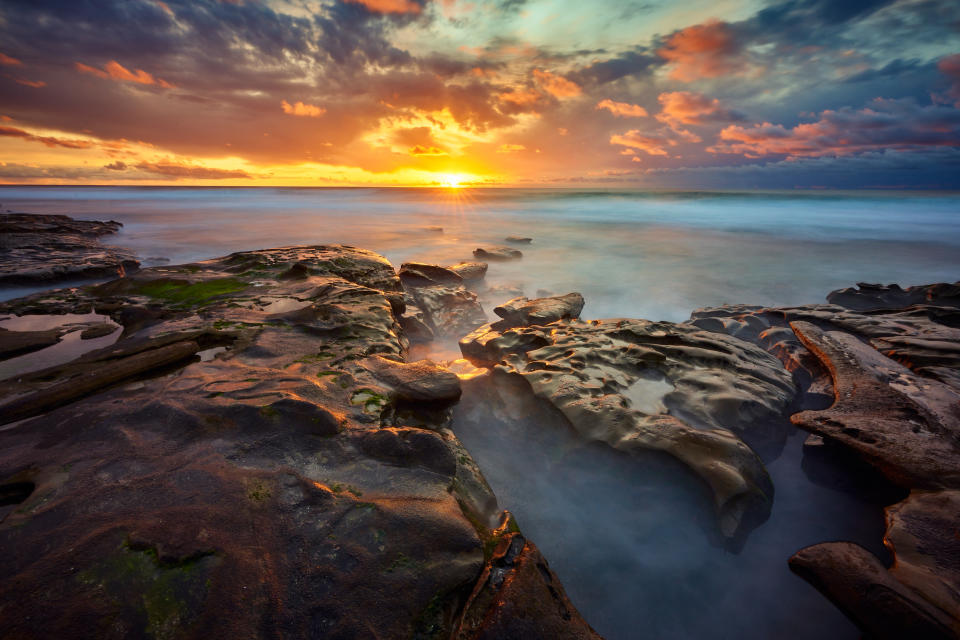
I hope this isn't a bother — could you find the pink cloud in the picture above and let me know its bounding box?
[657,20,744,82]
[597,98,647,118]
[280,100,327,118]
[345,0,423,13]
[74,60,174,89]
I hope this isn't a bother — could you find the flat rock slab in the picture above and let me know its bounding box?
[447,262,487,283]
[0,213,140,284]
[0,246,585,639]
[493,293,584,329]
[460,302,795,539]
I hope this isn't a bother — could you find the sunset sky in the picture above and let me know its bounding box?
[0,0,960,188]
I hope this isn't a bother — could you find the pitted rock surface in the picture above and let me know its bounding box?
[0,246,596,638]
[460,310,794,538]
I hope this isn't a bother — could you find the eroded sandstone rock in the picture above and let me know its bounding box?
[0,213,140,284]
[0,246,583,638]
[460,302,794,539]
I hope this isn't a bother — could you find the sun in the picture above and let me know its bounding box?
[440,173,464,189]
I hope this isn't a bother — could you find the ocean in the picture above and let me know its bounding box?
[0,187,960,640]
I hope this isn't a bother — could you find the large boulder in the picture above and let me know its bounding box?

::::::::::

Could you arrange every line of the entries above as a JSON list of strings, one string per line, with blank lines skipped and any pictures left out?

◆ Task output:
[
  "I hope this isn't a bother — could you find the pink cloud in the picture above and let me know its bounding box?",
  "[657,20,744,82]",
  "[597,98,647,118]",
  "[280,100,327,118]",
  "[345,0,423,13]",
  "[74,60,174,89]",
  "I hope this isn't a bother — could you find the flat rock slab in the picture above and let me know its bounding box?",
  "[447,262,487,283]",
  "[0,213,140,284]",
  "[0,246,585,639]",
  "[493,293,584,329]",
  "[460,302,795,539]",
  "I hope this isn't a bother — could you find the sunset sky in the picture above and let me know its bounding box?",
  "[0,0,960,188]",
  "I hope this isn't a bother — could you find the pitted rock surface in the picture above and let me know its bounding box?",
  "[0,246,596,638]",
  "[460,310,794,538]",
  "I hope this isn't a bother — could you find the eroded sandstone rock in the picture above and let me know its bounding box?",
  "[0,213,140,284]",
  "[0,246,583,638]",
  "[460,302,794,539]",
  "I hope this isn't a bother — could you find the sun in the picture above and let me know its bounding box?",
  "[440,173,464,189]",
  "I hope this isn't a bother — could you find the ocean in the picture above and let me know its bounding box?",
  "[0,187,960,640]",
  "I hope this isn't a bother — could you find the large boulder in the picture above and let me know its bounding box?"
]